Consigne de travail
Dans l'extrait sur le coût économique du confinement, recopiez le passage qui commence aux mots « D'une part, il » et s'arrête après « très incertaines . », en substituant « seize semaines » à « douze semaines ».

Extrait du document
Sur le plan de l'offre, les mesures de quarantaine chinoises perturbent les chaînes de production françaises , à la fois directement via les importations de produits intermédiaires chinois et indirectement, du fait de la valeur ajoutée chinoise incorporée à d'autres intrants. Une récente étude de l'Institut des politiques publiques (IPP) estime ainsi qu'un choc négatif de 10 % sur la production chinoise pourrait réduire le PIB français de 0,3 % uniquement à travers les chaînes de valeur, ce qui serait « suffisant pour que la croissance de 0,2 % sur le premier trimestre 2020 qui était prévue par l'INSEE en décembre 2019 se transforme en réduction de l'activité » 5 ( * ) .

Circonscrite à la Chine, l'épidémie de Coronavirus aurait néanmoins constitué un choc d'ampleur raisonnable pour l'économie française - et ce d'autant plus que les indicateurs conjoncturels les plus récents suggèrent qu'un fort rebond de l'économie chinoise est déjà en cours .

Sa propagation à l'échelle mondiale, qui a conduit à la mise en oeuvre de mesures de confinement de plus en plus strictes en France et à travers le monde, est toutefois à l'origine d'un deuxième choc pour l'économie française, à la fois plus direct et plus significatif.

Là encore, il s'agit à la fois un choc d'offre, lié principalement aux absences au travail , et un choc de demande, lié notamment au report des décisions de consommation et d'investissement des agents économiques ainsi qu'à à la contraction de la demande de nos partenaires commerciaux.

À ce stade, il est toutefois très difficile d'apprécier l'ampleur du choc sur la croissance liée aux mesures de confinement récemment mises en oeuvre .

D'une part, il n'y a pas réellement de précédent en la matière . En effet, si des études existent sur les effets économiques des stratégies de confinement, elles portent sur des mesures beaucoup plus ciblées que celles mises en oeuvre en France. À titre d'exemple, le coût d'une politique de fermeture des écoles de douze semaines aux États-Unis a été estimé à près d'un point de PIB 6 ( * ) .

D'autre part , le coût économique des mesures de confinement dépendra de leur durée de mise en oeuvre et de la vitesse de rebond de l'économie française, qui restent à ce jour très incertaines .

Lignes fournies

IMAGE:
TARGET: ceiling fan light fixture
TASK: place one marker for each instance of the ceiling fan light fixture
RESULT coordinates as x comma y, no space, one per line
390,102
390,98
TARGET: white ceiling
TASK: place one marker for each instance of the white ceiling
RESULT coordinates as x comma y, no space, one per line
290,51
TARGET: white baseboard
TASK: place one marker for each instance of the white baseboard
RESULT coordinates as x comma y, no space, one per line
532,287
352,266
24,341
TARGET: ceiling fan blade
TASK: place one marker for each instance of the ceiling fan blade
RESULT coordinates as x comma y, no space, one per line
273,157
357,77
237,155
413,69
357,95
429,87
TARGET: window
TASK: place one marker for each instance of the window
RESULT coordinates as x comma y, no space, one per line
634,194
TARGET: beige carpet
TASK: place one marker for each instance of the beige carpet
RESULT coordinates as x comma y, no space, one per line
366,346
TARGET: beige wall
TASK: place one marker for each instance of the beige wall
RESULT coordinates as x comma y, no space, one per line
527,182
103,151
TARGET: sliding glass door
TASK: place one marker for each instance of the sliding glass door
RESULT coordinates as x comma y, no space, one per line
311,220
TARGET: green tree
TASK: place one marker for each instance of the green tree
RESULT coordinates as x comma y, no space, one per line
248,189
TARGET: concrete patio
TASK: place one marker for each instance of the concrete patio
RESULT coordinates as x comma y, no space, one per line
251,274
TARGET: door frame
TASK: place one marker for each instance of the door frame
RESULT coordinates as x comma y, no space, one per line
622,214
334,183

Zone de réponse
D'une part, il n'y a pas réellement de précédent en la matière . En effet, si des études existent sur les effets économiques des stratégies de confinement, elles portent sur des mesures beaucoup plus ciblées que celles mises en oeuvre en France. À titre d'exemple, le coût d'une politique de fermeture des écoles de seize semaines aux États-Unis a été estimé à près d'un point de PIB 6 ( * ) .

D'autre part , le coût économique des mesures de confinement dépendra de leur durée de mise en oeuvre et de la vitesse de rebond de l'économie française, qui restent à ce jour très incertaines .